**PASSAGE EXTRAIT:**
╔══
Monsieur le Maire de tous les marseillais,

Votre déclaration du vendredi 15 janvier à la préfecture de Marseille où vous avez reçu Eric Besson pour une étape de son tour de France sur l’identité nationale . Vous continuez malgré les mobilisations qui s’organisent contre ce débat et le boycottent. Vous avez dit qu’il y a eu « un déferlement et un débordement ce soir là, par les musulmans… ». Si j’en crois vos propos, c’est l’absence de drapeaux français qui vous navrait. Il y avait tous les drapeaux (Français, tunisiens, turcs, palestiniens, marocains, kurdes…), Certes les drapeaux algériens ont été plus nombreux ce soir là pour la simple raison qu’ils célèbrent la victoire d’une équipe nationale algérienne de football.

Voulez-vous qu’on célèbre cette victoire seulement avec des drapeaux Français ? Je vous rappelle que l’Algérie a payé un lourd tribut, par 1 million et demi de morts, pour son indépendance. Chaque famille algérienne immigrée a perdu des membres durant cette guerre, comme le dit Benjamin Stora, « une guerre qui ne portait pas son nom ». Vous évoquez les musulmans comme un déferlement, un débordement sur la Canebière et le vieux port ? Nous ne sommes pas tous des musulmans pratiquants et vous le savez bien. Vous nous qualifiez de la sorte pour montrer aux marseillais et aux citoyens que nous ne devenions plus que des musulmans ce soir là. Vous utilisez l’islam pour faire peur aux marseillais et vous continuez à diviser alors que vous prônez l’unité dans le discours.

L’identité nationale est un objet de discussion pour continuer à diviser les citoyens entre eux, nous ne sommes pas dupes. Et vous en êtes la preuve vivante. Nous sommes non « souchiens »c’est-à-dire que nous ne sommes pas français de souche. Nous sommes issus de l’immigration de pays colonisés et les drapeaux sont l’un des symboles pour rappeler notre histoire et non pas une appartenance comme vous voulez le faire croire. Etre français c’est surtout connaître son histoire, c’est par cette démarche éprouvante que nous construisons notre identité individuelle et collective. Vous devriez lire le livre, l’un et le multiple ,ou ce passage à lui seul exprime mon sentiment sur la diversité que vous refusez de voir ; « Etrange sentiment d’appartenance à un monde varié mais dans lequel on me Refuse la diversité. Nous sommes des clichés, enfermés dans une trop étroite identité. Mais je ne peux m’enfermer dans celui qu’on me désigne, aucune définition réductrice ne m’agrippe…je ne peux m’empêcher d’être l’Un…et le Multiple »
╚══
**DONNÉES FOURNIES:**
╔══
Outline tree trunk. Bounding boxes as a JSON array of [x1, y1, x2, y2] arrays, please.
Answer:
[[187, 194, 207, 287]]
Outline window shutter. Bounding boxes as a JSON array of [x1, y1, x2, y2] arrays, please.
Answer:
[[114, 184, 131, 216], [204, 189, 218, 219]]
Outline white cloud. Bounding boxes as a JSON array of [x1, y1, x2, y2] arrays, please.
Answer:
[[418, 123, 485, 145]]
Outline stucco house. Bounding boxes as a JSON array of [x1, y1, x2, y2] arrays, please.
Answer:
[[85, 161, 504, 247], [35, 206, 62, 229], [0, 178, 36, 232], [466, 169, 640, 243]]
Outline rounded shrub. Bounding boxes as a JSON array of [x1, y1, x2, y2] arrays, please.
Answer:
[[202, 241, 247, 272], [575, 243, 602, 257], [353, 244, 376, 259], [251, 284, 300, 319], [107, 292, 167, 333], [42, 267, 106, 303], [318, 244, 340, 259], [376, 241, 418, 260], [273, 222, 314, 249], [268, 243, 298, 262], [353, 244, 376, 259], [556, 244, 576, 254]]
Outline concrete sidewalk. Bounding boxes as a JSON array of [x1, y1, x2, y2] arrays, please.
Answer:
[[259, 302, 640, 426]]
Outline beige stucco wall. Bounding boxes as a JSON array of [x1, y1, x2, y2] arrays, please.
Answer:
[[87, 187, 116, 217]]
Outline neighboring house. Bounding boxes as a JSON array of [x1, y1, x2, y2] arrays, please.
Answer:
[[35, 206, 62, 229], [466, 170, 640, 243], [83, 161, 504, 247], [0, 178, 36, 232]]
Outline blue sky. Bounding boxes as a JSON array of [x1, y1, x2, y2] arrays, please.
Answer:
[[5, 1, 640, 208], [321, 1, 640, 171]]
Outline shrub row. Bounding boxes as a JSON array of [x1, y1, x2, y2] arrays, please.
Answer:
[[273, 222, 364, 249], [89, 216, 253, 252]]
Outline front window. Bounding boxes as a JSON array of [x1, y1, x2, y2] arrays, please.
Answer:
╚══
**SÉRIE DE TÂCHES:**
1/ Dressez la liste complète des drapeaux énumérés entre parenthèses dans l'extrait.
2/ Recopiez le passage de l'extrait compris entre « Votre déclaration du » et « algérienne de football. », bornes incluses.
Le matériel fourni est distinct de l'extrait.

**RÉPONSES:**
1/ Français, tunisiens, turcs, palestiniens, marocains, kurdes

2/
Votre déclaration du vendredi 15 janvier à la préfecture de Marseille où vous avez reçu Eric Besson pour une étape de son tour de France sur l’identité nationale . Vous continuez malgré les mobilisations qui s’organisent contre ce débat et le boycottent. Vous avez dit qu’il y a eu « un déferlement et un débordement ce soir là, par les musulmans… ». Si j’en crois vos propos, c’est l’absence de drapeaux français qui vous navrait. Il y avait tous les drapeaux (Français, tunisiens, turcs, palestiniens, marocains, kurdes…), Certes les drapeaux algériens ont été plus nombreux ce soir là pour la simple raison qu’ils célèbrent la victoire d’une équipe nationale algérienne de football.